Raoul Salomon (1988), Responsable des sales taux pour la France et la Belgique chez Barclays Capital

Publié par Françoise Hamaide | N° 27 - Infrastructures et places financières

Début de parcours

Je suis arrivé à l’ENSAE par des chemins détournés. En licence d’économétrie à Paris I, une chargée de TD m’avait parlé de l’ENSAE. La macroéconomie, l’économétrie, la recherche et la politique m’intéressaient,… cela semblait le lieu idéal. J’ai donc passé le concours et j’ai été reçu élève attaché de l’INSEE. J’ai rapidement compris que je m’étais trompé de concours, et que c’était le concours de SEA que je voulais passer. Chose faite l’année suivante. Il a donc fallu que je démissionne de l’INSEE. J’ai trouvé des TD à donner à la fac et un poste d’assistant statistique dans un centre de recherche. C’est à ce moment que j’ai doucement réalisé que j’adorais enseigner.
#####
_Énoncé du problème A_.
Relevez dans les enregistrements ci-dessous chaque ligne qui contient le mot « mountain », puis recopiez-la.

[Lignes d'un jeu de données de pointage d'objets]
#####
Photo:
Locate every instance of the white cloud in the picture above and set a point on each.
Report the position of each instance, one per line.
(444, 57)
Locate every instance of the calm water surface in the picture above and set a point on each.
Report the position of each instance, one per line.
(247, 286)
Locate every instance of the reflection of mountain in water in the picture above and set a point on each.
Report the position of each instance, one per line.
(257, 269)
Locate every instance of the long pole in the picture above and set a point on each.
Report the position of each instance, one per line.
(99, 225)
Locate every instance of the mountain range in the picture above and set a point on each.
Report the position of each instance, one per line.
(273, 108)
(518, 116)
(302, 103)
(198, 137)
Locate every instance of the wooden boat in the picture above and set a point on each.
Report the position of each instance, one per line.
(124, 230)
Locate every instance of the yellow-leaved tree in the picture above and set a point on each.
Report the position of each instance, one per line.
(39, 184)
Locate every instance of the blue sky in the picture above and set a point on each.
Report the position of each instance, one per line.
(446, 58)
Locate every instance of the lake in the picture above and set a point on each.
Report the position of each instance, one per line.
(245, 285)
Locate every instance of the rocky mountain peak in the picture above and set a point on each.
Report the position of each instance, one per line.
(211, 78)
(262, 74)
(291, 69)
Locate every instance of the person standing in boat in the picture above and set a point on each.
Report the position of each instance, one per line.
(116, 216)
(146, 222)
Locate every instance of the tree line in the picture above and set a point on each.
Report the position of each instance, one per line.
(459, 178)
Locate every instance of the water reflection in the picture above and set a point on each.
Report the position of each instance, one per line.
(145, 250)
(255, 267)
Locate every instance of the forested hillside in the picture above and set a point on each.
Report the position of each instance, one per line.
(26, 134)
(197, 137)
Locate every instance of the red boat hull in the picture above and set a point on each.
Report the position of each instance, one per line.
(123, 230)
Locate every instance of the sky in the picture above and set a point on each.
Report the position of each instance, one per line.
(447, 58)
#####
_Énoncé du problème B_.
Selon l'extrait sur le parcours de Raoul Salomon, quel concours voulait-il en réalité passer ?

_Réponse rédigée A_.
Locate every instance of the reflection of mountain in water in the picture above and set a point on each.
Locate every instance of the mountain range in the picture above and set a point on each.
Locate every instance of the rocky mountain peak in the picture above and set a point on each.

_Réponse rédigée B_.
Le concours de SEA.